>> BEGIN

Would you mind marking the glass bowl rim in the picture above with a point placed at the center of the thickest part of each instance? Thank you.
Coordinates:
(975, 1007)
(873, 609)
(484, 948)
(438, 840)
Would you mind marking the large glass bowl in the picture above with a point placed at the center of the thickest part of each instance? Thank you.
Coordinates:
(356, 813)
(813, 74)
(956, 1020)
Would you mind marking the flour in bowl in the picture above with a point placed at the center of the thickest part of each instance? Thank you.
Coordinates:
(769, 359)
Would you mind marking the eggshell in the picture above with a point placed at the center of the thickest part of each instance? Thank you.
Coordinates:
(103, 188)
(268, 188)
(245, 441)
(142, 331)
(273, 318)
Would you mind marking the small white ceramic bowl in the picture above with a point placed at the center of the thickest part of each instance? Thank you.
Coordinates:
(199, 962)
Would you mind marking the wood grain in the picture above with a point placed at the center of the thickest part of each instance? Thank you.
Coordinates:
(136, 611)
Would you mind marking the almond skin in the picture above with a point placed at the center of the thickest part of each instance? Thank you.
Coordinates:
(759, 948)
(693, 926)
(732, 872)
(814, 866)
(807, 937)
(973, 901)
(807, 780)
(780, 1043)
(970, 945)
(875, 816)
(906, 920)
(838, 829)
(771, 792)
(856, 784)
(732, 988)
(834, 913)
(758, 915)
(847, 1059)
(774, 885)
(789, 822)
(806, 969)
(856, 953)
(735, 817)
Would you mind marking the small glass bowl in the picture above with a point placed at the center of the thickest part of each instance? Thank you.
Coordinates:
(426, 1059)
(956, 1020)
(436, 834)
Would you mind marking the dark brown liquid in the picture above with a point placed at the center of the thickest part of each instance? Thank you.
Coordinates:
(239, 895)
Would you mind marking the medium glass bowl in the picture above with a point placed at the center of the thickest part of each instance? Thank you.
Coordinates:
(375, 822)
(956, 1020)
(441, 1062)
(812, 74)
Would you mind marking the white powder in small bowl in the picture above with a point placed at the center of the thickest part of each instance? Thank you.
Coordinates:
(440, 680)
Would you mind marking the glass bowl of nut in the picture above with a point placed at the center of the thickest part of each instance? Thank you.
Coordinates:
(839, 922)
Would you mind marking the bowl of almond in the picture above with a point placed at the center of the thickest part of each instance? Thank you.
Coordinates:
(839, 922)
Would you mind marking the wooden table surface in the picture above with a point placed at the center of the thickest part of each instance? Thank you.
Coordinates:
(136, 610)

>> END

• Objective:
Your task is to repeat every line exactly.

• The answer:
Would you mind marking the glass bowl rim in the picture above with a point placed at the center of the thickest part of each instance? Thank you.
Coordinates:
(975, 1007)
(873, 609)
(484, 948)
(438, 840)
Would you mind marking the large glass bowl in the picture above with a point placed at the center of the thickest part of each instance? Thank you.
Coordinates:
(356, 813)
(813, 74)
(956, 1020)
Would you mind marking the flour in bowl in the picture above with a point placed at the center of the thickest part of each instance? Thank you.
Coordinates:
(769, 359)
Would you mind marking the eggshell in the picture above with a point placed at the center of the thickest part of each instance? Thank you.
Coordinates:
(103, 188)
(268, 188)
(245, 441)
(142, 331)
(273, 318)
Would you mind marking the small white ceramic bowl in the picture above with a point placed at the center of the thickest part of each instance? Thank you.
Coordinates:
(199, 962)
Would you mind marking the wood grain in the picture above with a point placed at the center of the thickest part of each instance? Thank you.
Coordinates:
(136, 611)
Would you mind marking the almond skin in the picture above with a point placed at the center of the thickest part of each instance? Thank you.
Coordinates:
(759, 948)
(693, 926)
(732, 872)
(814, 866)
(807, 937)
(973, 901)
(807, 780)
(780, 1043)
(970, 945)
(875, 816)
(906, 920)
(838, 829)
(771, 792)
(856, 784)
(732, 988)
(834, 913)
(758, 915)
(847, 1059)
(774, 885)
(789, 822)
(806, 969)
(856, 953)
(735, 817)
Would you mind marking the small glass bowl in the picture above with a point placed at the center of the thickest part of each instance? Thank you.
Coordinates:
(426, 1059)
(956, 1020)
(436, 834)
Would you mind marking the dark brown liquid in the picture above with a point placed at the center of the thickest part of each instance? Thank you.
Coordinates:
(239, 895)
Would you mind marking the medium glass bowl in the picture above with a point placed at the center of the thickest part of each instance? Thank you.
Coordinates:
(375, 822)
(956, 1020)
(441, 1062)
(812, 74)
Would you mind marking the white powder in small bowl in the picture above with a point placed at the center of the thickest part of each instance? Thank you.
Coordinates:
(440, 680)
Would you mind marking the glass bowl of nut in the picture above with a point placed at the center of the thickest part of each instance? Thank you.
Coordinates:
(839, 922)
Would you mind marking the bowl of almond in the picture above with a point placed at the center of the thickest part of each instance? Thank you.
Coordinates:
(839, 922)
Would you mind marking the wooden table surface in the picture above with a point placed at the center of the thickest part of each instance? Thank you.
Coordinates:
(136, 610)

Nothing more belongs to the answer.